-- start DATA --

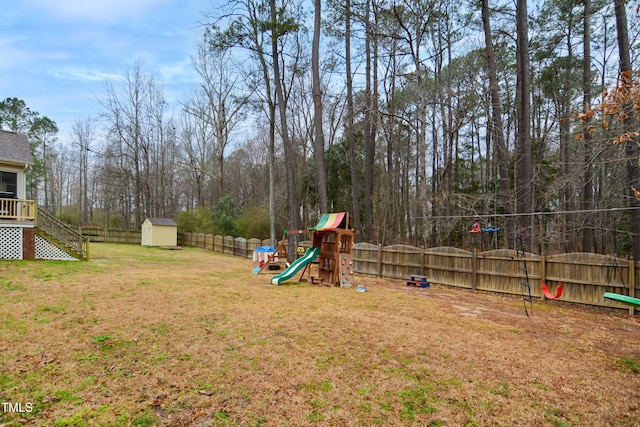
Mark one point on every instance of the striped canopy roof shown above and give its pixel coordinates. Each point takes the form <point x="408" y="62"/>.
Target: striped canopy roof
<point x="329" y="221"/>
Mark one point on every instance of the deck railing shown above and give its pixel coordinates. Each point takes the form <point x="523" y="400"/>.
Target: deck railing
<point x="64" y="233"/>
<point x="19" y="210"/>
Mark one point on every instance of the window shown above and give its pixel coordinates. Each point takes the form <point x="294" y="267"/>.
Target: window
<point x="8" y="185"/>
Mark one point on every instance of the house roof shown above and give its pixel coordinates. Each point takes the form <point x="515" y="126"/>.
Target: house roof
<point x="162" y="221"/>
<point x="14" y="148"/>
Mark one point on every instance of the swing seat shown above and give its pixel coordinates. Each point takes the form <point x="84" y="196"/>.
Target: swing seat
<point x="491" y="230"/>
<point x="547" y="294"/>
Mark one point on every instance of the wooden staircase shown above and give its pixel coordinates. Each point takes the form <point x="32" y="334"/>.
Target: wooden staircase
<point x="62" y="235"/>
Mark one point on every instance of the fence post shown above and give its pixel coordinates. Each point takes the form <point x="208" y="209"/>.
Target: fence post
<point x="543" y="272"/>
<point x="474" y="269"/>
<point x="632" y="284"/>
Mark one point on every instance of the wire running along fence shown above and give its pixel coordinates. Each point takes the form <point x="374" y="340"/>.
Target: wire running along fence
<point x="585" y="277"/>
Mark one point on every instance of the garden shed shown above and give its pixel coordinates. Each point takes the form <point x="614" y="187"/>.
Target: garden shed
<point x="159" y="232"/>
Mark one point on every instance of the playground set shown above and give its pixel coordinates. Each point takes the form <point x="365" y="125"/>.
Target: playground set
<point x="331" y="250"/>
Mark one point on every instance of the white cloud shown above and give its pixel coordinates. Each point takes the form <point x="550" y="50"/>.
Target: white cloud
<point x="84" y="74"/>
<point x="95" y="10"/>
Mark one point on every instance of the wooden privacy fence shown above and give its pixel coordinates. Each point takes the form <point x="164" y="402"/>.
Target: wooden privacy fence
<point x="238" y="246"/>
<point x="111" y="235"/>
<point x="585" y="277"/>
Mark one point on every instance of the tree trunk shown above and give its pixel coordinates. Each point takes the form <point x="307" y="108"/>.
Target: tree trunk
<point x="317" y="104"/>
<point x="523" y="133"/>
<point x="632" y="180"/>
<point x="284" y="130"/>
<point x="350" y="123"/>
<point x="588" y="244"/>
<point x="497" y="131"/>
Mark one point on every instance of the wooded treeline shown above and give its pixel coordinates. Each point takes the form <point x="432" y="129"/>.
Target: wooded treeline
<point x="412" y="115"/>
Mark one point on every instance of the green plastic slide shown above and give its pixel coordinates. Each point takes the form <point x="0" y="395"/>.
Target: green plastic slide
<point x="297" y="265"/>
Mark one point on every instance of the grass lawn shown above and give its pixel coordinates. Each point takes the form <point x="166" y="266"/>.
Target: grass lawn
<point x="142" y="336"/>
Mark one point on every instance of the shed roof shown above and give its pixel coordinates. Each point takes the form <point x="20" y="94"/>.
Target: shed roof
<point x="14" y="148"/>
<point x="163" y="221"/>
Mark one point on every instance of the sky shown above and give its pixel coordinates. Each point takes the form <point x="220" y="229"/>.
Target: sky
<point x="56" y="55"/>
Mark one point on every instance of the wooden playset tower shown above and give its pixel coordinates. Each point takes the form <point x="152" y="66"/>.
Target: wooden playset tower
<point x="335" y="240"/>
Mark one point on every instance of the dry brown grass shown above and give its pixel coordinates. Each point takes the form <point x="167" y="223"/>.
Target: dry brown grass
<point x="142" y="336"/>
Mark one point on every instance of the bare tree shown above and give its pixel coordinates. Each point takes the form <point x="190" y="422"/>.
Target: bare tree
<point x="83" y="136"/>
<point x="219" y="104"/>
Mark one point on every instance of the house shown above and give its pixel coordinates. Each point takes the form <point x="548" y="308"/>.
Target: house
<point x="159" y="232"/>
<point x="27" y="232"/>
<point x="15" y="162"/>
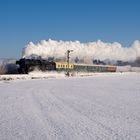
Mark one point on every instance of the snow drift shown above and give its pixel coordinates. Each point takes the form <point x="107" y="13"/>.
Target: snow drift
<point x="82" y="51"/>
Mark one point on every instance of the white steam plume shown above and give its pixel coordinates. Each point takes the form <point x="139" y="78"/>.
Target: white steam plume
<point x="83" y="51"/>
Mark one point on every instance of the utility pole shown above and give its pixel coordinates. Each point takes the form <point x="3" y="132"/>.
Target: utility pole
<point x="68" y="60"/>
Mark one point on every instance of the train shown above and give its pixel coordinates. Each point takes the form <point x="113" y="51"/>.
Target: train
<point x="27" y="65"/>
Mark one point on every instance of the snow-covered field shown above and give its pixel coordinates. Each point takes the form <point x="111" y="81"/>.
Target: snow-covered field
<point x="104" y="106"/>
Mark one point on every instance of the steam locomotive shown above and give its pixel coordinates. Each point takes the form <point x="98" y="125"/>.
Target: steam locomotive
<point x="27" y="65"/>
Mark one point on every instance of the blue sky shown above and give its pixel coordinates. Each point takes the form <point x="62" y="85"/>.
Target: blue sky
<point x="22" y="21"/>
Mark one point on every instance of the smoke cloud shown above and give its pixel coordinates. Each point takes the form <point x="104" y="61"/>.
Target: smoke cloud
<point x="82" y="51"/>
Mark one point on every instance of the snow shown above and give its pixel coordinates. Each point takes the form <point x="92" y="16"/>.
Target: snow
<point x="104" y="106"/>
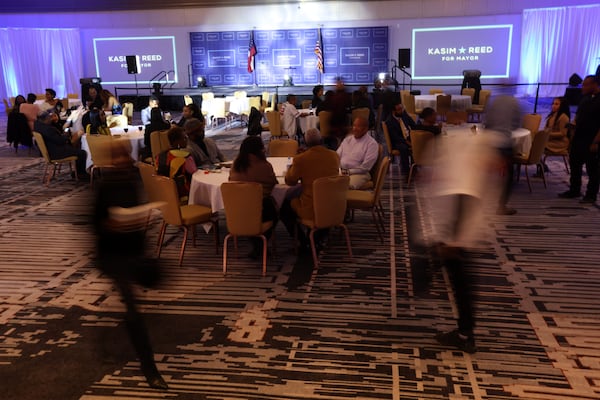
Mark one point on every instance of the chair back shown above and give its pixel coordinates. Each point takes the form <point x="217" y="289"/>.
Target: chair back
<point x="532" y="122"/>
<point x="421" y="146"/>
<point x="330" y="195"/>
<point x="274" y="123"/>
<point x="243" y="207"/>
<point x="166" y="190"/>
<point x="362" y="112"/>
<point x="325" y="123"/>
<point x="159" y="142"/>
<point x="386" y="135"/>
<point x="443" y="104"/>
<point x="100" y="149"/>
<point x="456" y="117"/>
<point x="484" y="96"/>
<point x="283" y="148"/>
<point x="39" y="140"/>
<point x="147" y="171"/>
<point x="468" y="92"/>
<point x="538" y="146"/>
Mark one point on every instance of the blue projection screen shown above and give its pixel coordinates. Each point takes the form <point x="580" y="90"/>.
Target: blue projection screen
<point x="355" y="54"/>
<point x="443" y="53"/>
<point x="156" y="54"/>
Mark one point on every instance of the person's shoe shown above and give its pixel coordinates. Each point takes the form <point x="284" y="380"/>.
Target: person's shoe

-- end DATA --

## EXERCISE GOAL
Quote exactly, and nothing besides, the lines from the one with "Mark one point on every instance of the snow-covered" through the end of the records above; include both ends and omit the pictures.

## COMPLETED TASK
Mark one point on every instance of the snow-covered field shown above and give its pixel coordinates. Each point takes the form <point x="111" y="81"/>.
Target: snow-covered field
<point x="104" y="106"/>
Mark one point on every instance of the steam locomotive shown above and give its pixel coordinates. Each point takes the form <point x="98" y="125"/>.
Target: steam locomotive
<point x="27" y="65"/>
Mark one point on every instance of the blue sky shown above and give its pixel coordinates. Each point takes the form <point x="62" y="85"/>.
Target: blue sky
<point x="22" y="21"/>
Mark one point on every instance of the smoke cloud shown above and give its pixel coordinates. Each point takes the form <point x="104" y="61"/>.
Target: smoke cloud
<point x="82" y="51"/>
Mark one point on every instance of the snow shown above and give its pixel coordinates. Each point takes the form <point x="92" y="16"/>.
Target: snow
<point x="104" y="106"/>
Mark one point on every instance of the chair back shown above and give its pixel coordinates. Each point takes the form <point x="217" y="289"/>.
Target: chair back
<point x="532" y="122"/>
<point x="421" y="146"/>
<point x="330" y="195"/>
<point x="274" y="123"/>
<point x="243" y="207"/>
<point x="166" y="190"/>
<point x="362" y="112"/>
<point x="325" y="123"/>
<point x="159" y="142"/>
<point x="386" y="135"/>
<point x="443" y="104"/>
<point x="100" y="149"/>
<point x="456" y="117"/>
<point x="484" y="96"/>
<point x="283" y="148"/>
<point x="39" y="140"/>
<point x="147" y="171"/>
<point x="468" y="92"/>
<point x="538" y="146"/>
Mark one point on every instance of the blue projection screen shown above and give its pixel coordinates. Each point takes the form <point x="580" y="90"/>.
Target: blue projection screen
<point x="355" y="54"/>
<point x="443" y="53"/>
<point x="156" y="54"/>
Mark one point on every instance of the person's shoe shown above and give its pixel coordinates. Each point takes the form <point x="284" y="380"/>.
Target: person's shoe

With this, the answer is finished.